**GIVEN TASK 1**
Using the article on the Aitutaki bank robbery, decide whether each statement agrees with it, answering yes or no and quoting the deciding words: (a) About 2,000 people live on Aitutaki. (b) Local officials think a resident carried out the robbery. (c) The bank stayed open while police talked to people.
**GIVEN TASK 2**
According to the article on the Aitutaki bank robbery, which newspaper did Mary Tini speak to?

**DOCUMENT EXTRACT**

******

Aitutaki, in the Cook Islands, suffered its first bank robbery last week. The resort island, home to some 2,000 people, is famous for its pristine beaches and a large lagoon.
Christina Almeida
/
AP
Aitutaki, in the Cook Islands, suffered its first bank robbery last week. The resort island, home to some 2,000 people, is famous for its pristine beaches and a large lagoon.

Police have been flown into the tiny Pacific resort island of Aitutaki, where officials say their bank has been robbed — a first for the small, tight-knit community. Part of the Cook Islands, Aitutaki is famous for its beaches, which ring a large lagoon full of clear, ice-blue water.

Tourism is the island's biggest industry — and that has local officials thinking that the shocking bank robbery was perpetrated by a visitor, not a resident.

"It's the first time something like this has happened here. Police have been here talking to people and they had to close the bank for a few days," Mary Tini, 73, told the New Zealand Herald. "People are very shocked."

******

**GIVEN DATA**
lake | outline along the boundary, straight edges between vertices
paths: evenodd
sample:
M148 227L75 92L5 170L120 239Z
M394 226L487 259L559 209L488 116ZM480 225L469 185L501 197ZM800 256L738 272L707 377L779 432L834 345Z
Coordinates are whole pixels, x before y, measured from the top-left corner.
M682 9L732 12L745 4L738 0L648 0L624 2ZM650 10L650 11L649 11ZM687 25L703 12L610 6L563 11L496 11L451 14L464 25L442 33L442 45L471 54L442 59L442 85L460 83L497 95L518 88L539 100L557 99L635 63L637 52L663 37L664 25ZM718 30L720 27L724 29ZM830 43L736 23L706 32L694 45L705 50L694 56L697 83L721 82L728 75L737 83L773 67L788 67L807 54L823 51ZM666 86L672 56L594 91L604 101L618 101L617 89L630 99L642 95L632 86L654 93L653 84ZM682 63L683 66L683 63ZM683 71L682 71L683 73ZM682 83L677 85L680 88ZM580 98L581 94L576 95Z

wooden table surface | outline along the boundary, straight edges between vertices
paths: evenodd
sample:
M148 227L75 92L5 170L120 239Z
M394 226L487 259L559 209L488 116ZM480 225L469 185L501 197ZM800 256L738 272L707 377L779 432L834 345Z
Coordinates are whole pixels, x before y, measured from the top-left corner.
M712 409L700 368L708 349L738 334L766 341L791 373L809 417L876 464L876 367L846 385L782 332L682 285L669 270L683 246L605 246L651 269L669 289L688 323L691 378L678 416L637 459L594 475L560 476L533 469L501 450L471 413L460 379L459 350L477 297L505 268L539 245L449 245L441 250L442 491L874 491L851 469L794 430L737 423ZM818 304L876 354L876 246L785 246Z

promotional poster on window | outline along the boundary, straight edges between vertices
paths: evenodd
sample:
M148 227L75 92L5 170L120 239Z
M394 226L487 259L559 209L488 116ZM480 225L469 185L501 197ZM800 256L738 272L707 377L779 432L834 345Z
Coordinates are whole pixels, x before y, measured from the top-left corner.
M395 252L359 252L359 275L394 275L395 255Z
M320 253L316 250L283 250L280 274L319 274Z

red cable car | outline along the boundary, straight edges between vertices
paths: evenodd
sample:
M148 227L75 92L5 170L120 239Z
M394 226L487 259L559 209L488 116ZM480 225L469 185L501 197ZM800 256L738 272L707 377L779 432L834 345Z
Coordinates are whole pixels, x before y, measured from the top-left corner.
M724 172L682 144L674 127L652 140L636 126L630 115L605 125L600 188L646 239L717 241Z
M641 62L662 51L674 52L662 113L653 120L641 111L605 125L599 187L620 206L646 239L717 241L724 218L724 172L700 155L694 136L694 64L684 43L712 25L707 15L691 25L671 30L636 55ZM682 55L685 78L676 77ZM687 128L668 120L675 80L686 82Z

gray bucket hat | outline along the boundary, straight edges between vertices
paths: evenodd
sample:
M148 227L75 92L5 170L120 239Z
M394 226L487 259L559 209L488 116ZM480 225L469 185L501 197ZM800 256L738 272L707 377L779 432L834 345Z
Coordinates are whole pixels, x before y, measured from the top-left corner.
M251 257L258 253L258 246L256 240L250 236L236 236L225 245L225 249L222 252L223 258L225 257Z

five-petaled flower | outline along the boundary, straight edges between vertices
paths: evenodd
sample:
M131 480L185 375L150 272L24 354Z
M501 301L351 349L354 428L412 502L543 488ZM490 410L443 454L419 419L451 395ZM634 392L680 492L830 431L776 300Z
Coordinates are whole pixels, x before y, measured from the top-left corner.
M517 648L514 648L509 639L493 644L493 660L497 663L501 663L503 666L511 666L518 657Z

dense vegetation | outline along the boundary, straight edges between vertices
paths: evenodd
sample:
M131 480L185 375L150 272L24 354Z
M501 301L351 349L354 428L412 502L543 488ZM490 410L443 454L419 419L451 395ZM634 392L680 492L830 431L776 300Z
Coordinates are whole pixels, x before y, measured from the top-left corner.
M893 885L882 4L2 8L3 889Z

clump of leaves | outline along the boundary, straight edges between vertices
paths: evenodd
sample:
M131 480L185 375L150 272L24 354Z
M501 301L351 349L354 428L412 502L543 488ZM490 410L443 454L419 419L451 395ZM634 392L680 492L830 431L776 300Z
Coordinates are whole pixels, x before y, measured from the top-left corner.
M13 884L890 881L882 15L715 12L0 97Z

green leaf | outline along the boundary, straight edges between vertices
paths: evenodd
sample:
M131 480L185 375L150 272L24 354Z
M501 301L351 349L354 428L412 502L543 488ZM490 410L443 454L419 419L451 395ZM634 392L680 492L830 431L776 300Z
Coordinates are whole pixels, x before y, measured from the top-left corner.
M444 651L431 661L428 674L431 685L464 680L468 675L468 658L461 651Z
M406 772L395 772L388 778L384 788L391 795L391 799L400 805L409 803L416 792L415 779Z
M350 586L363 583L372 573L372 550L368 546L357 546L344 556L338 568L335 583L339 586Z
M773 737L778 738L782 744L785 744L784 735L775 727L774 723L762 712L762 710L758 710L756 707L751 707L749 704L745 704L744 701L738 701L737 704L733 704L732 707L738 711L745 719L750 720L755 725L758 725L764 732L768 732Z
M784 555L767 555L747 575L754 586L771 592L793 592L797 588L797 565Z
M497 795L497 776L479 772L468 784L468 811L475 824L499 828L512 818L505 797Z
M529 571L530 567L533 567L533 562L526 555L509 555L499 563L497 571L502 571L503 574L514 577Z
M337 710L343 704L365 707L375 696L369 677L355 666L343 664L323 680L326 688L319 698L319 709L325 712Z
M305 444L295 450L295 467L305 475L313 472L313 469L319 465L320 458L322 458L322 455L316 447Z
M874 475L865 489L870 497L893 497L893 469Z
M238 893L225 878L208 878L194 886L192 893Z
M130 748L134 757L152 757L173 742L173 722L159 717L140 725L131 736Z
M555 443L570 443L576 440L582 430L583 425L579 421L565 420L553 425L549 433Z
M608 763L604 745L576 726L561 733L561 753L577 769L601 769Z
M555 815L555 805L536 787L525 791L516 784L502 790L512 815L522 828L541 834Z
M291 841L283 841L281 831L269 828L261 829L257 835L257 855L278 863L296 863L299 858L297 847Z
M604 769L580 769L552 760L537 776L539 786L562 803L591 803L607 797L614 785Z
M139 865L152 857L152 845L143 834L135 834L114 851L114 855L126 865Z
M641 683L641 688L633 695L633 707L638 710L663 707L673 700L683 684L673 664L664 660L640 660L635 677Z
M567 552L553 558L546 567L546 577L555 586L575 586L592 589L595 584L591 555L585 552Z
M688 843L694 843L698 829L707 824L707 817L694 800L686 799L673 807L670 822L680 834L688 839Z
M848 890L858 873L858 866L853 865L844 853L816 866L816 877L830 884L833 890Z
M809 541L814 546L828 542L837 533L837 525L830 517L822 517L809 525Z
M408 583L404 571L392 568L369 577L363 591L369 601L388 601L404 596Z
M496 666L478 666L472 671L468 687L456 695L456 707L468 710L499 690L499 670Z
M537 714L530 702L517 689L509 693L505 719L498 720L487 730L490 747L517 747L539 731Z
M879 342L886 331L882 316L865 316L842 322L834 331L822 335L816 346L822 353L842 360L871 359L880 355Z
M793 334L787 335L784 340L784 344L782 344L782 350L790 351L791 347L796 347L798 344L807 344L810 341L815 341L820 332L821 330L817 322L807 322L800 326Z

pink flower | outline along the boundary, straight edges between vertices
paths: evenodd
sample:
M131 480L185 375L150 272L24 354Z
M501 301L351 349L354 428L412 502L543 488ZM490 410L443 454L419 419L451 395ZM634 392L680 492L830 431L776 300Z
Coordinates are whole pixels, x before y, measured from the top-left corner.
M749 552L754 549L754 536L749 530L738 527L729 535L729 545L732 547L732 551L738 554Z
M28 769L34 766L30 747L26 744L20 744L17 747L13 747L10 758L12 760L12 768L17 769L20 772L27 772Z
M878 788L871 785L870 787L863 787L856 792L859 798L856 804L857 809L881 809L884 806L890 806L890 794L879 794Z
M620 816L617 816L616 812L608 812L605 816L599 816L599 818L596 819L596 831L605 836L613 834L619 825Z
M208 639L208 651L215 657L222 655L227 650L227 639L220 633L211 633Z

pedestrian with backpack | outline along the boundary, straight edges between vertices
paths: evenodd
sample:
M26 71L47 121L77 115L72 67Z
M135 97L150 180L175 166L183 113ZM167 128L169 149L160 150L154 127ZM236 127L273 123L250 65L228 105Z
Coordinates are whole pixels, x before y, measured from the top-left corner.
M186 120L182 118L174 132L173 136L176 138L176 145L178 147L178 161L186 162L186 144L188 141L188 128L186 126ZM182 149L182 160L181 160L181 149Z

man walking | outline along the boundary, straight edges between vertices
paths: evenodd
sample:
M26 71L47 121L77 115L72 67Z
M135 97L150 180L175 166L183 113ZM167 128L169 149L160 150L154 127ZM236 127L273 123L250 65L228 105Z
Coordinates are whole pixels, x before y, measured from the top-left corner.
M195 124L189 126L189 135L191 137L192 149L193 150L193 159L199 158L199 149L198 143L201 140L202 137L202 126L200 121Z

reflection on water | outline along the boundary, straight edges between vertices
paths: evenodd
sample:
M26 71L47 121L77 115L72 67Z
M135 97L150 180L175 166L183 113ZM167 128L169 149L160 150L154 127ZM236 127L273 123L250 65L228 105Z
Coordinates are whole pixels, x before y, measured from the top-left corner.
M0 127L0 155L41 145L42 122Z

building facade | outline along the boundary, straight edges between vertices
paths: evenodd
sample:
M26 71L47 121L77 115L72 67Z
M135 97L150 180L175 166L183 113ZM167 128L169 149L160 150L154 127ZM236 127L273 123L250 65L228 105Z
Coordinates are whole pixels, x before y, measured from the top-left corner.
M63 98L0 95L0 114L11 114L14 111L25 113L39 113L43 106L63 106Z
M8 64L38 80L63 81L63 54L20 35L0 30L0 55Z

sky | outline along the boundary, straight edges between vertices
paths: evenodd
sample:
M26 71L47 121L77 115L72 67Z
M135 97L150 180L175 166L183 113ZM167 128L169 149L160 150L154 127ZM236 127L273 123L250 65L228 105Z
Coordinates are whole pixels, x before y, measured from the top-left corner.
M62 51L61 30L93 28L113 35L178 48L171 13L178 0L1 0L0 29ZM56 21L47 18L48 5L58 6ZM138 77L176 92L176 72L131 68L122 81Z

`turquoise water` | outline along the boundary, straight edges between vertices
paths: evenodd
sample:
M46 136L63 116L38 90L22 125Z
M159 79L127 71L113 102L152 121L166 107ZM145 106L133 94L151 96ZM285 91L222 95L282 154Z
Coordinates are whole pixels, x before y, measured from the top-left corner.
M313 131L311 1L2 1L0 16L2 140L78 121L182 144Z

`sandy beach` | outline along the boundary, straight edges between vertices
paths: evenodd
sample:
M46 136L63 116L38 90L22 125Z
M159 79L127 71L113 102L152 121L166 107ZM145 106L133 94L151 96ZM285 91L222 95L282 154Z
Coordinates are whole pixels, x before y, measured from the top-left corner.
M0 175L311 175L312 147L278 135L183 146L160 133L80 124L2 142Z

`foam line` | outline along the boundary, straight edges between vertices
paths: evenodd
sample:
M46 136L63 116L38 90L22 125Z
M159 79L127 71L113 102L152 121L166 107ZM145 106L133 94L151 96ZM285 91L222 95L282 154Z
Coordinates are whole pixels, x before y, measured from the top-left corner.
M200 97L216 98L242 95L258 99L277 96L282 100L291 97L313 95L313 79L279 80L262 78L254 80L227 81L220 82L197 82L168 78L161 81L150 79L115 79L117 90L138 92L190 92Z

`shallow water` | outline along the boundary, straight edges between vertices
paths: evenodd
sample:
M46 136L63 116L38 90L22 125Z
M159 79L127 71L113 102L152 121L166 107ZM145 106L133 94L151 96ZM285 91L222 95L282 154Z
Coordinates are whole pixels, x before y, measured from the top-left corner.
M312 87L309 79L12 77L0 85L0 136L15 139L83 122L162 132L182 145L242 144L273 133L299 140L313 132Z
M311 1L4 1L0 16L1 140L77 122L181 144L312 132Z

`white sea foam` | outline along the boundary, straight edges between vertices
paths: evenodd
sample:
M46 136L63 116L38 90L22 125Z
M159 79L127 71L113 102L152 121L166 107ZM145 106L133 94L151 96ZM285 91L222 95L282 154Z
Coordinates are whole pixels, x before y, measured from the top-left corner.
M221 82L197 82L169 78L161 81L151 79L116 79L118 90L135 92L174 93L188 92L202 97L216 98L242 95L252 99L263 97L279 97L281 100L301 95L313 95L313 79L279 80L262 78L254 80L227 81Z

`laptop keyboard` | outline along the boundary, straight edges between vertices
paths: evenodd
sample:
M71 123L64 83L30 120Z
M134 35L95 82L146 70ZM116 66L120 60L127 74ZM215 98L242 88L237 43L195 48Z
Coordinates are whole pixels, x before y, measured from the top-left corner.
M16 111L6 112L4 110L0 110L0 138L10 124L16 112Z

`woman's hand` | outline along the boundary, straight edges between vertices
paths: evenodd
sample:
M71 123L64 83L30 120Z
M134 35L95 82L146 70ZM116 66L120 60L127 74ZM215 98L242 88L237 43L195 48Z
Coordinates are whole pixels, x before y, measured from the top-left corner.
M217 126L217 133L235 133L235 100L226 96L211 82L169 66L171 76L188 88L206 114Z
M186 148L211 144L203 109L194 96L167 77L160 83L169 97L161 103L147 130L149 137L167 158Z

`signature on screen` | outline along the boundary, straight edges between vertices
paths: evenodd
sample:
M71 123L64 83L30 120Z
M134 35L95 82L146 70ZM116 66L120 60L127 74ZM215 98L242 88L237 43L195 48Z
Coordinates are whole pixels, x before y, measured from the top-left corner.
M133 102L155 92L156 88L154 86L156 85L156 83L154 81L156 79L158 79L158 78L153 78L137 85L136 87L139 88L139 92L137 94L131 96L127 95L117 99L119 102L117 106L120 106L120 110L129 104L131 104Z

******

**TASK RESPONSE 1**
(a) Yes: "home to some 2,000 people"
(b) No: "perpetrated by a visitor, not a resident"
(c) No: "they had to close the bank for a few days"

**TASK RESPONSE 2**
The New Zealand Herald.